__Exercise passage__
Within subject variability of the SI using the Pulse Trace device was 3.5% in this study and comparable to the findings reported by Gunarathne et al.20 (5.4%). As measurement of the SI with the Pulse Trace device is operator-independent, inter-observer variability of the SI was neither assessed in the current nor in the study by Gunarathne et al.20 Comparable within subject variability of the AIx assessed by the Sphygmocor device has been reported by Wilkinson et al.21 (5.3%) and Siebenhofer et al.22 (6.4%). Using the operator index of the Sphygmocor device to assure consistency of waveforms the inter-observer variability was found to be 7.5% in a recent study by Wassertheurer et al.23

We found a modest correlation between the digital SI and the peripheral and central AIx derived by arterial applanation tonometry. The results are in concordance with a study comparing different methods of arterial stiffness assessment.19 In this study, the SI derived from the PulseTrace correlated with arterial stiffness measured by simultaneous acquisition of pressure waves using two tonometers (r=0.55).19 A likely explanation for the only modest correlation between SI and AIx may be that AIx and SI do not reflect the same properties or characteristics of the vasculature. This difference is more pronounced at lower degrees of arterial stiffness (Figure 2). It has been stated that the DVP obtained by photoplethysmography and pressure pulse waveforms assessed by tonometry have a complex relation that is not fully understood.24 In this study, active smoking and BMI were factors independently associated with the SI, whereas arterial hypertension and cholesterol level were the independent determinants of the aortic AIx.

Peripheral and central AIx are both measures of arterial stiffness. However, central AIx is more accurately reflecting aortic stiffness and is influenced by left ventricular function, whereas the peripheral AIx is a measure of wave reflexion in the conduit arteries.25 Essentially no difference between the two in terms of correlation with SI and cardiovascular risk stratification was shown.

__What to work on__
[a] In the arterial stiffness discussion, which factors were independently associated with the SI?
[b] Transcribe the arterial stiffness discussion word for word. Begin at the words "Peripheral and central AIx are" and stop after "stratification was shown.".

(Dataset excerpts)
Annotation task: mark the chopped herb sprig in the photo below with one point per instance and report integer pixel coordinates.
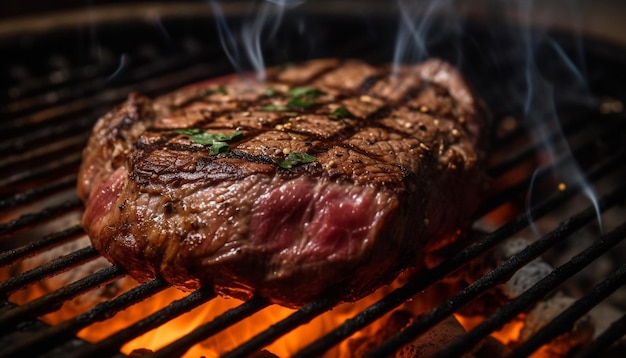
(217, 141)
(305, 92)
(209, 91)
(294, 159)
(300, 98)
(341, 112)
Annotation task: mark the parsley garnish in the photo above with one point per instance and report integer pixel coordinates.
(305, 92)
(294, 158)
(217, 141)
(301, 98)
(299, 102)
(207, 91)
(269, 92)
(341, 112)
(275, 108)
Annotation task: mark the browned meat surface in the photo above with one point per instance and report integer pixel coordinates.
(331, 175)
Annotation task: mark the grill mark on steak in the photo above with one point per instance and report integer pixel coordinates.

__Answers to the tasks__
[a] Active smoking and BMI.

[b]
Peripheral and central AIx are both measures of arterial stiffness. However, central AIx is more accurately reflecting aortic stiffness and is influenced by left ventricular function, whereas the peripheral AIx is a measure of wave reflexion in the conduit arteries.25 Essentially no difference between the two in terms of correlation with SI and cardiovascular risk stratification was shown.